Trabajo pendiente:
1. Responde las siguientes preguntas con datos tomados del artículo.
(a) ¿Con qué dos adjetivos se describe la soledad en el primer párrafo?
(b) ¿En qué medios de transporte se viaja de país en país?
(c) ¿Cuántos kilómetros se caminaron en Londres?
2. Repite al pie de la letra el fragmento del artículo que comienza con las palabras que contienen "Y si nadie me" y termina con "ciudad en ciudad.".

Me tocaron las lluvias más perfectas, vientos que dan miedo y una soledad de lo más bella y desgarradora. Me vengo enterando que soy buena compañía, al menos para mí misma; lo sospechaba, pero la verdad es que tenía que vivirlo.

Se me hace curioso esto de andar sola. Desde los primeros días en los que aprendí a moverme por las ciudades me sentí como un fantasmita. Porque sí, la gente me veía, pero nadie me recordaría.


Y si nadie me recordaba ¿Realmente estuve ahí?


Sí. Porque sí existo, a pesar de sentirme invisible, y fue uno de los primeros cambios que sentí dentro de mí. Probé el empoderamiento verdadero, ese que me hace arreglármelas sola para llegar a donde tengo que llegar. De país en país, en aviones, trenes y camiones que a veces siento que me llevan más lejos de lo que pensé, pero más y más cerca a mí. Las lecciones han variado de ciudad en ciudad.


En Londres aprendí que mis pies me pueden llevar hasta donde yo quiera y que puedo caminar más de lo que sabía que podía caminar. Caminé 15 kilómetros porque sentí que no me quería perder ni un segundo de la ciudad.

Entradas proporcionadas:
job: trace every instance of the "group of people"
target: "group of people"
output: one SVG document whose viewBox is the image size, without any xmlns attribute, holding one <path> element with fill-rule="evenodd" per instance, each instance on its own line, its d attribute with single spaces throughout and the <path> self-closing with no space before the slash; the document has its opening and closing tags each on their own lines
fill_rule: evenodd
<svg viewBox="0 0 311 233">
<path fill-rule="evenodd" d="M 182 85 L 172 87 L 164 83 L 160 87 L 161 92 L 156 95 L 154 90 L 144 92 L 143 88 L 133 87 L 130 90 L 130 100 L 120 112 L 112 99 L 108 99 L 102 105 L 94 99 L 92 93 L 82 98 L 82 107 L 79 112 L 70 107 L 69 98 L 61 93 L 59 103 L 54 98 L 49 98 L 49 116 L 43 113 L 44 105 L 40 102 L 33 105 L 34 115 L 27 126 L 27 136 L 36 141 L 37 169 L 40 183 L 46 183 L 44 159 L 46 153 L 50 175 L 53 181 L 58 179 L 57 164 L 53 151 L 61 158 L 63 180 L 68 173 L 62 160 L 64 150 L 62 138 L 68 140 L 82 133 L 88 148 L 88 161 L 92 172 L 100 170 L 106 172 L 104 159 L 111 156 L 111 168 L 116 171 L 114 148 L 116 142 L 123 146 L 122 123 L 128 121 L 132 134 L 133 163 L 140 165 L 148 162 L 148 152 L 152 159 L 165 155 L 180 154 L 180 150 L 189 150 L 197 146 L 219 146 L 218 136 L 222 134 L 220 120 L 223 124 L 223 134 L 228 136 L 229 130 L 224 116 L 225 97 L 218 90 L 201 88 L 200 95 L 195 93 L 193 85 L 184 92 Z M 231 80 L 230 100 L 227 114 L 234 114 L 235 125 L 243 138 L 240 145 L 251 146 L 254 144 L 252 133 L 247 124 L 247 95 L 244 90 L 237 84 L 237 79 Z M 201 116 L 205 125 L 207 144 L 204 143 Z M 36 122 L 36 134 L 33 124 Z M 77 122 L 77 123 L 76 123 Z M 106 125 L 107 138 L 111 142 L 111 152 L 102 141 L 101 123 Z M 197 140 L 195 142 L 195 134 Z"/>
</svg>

Respuestas resueltas:
1.
(a) Bella y desgarradora.
(b) En aviones, trenes y camiones.
(c) 15 kilómetros.

2.
Y si nadie me recordaba ¿Realmente estuve ahí?


Sí. Porque sí existo, a pesar de sentirme invisible, y fue uno de los primeros cambios que sentí dentro de mí. Probé el empoderamiento verdadero, ese que me hace arreglármelas sola para llegar a donde tengo que llegar. De país en país, en aviones, trenes y camiones que a veces siento que me llevan más lejos de lo que pensé, pero más y más cerca a mí. Las lecciones han variado de ciudad en ciudad.